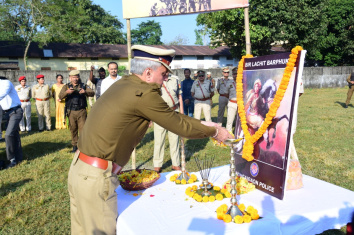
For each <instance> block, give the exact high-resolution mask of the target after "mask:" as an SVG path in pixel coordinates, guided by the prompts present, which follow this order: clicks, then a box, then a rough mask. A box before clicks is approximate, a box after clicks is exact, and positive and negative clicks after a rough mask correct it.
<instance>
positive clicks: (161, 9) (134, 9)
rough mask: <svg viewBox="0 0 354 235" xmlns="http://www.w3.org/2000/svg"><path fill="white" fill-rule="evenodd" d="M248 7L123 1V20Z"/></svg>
mask: <svg viewBox="0 0 354 235" xmlns="http://www.w3.org/2000/svg"><path fill="white" fill-rule="evenodd" d="M241 7H248V0H123V18H124V19H132V18H142V17H152V16H166V15H180V14H193V13H202V12H210V11H220V10H225V9H233V8H241Z"/></svg>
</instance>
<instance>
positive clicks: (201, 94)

> What to do: Restate the listing above word for word and skip each picture.

> Task response:
For each <instance> block, give the exact high-resolution mask of the target after "mask:" as an SVG path in pixel coordinates, guided by the prompts present, which follow this order: clicks, then a box, then a rough mask. A box before clicks is approximate, a box after clicks is exact, and positive and negative clicks after a rough mask correct it.
<instance>
positive clicks: (161, 9) (134, 9)
rough mask: <svg viewBox="0 0 354 235" xmlns="http://www.w3.org/2000/svg"><path fill="white" fill-rule="evenodd" d="M248 7L123 1V20Z"/></svg>
mask: <svg viewBox="0 0 354 235" xmlns="http://www.w3.org/2000/svg"><path fill="white" fill-rule="evenodd" d="M241 7H248V0H123V18H124V19H132V18H142V17H152V16H166V15H180V14H193V13H202V12H210V11H220V10H225V9H233V8H241Z"/></svg>
</instance>
<instance>
positive clicks: (201, 94)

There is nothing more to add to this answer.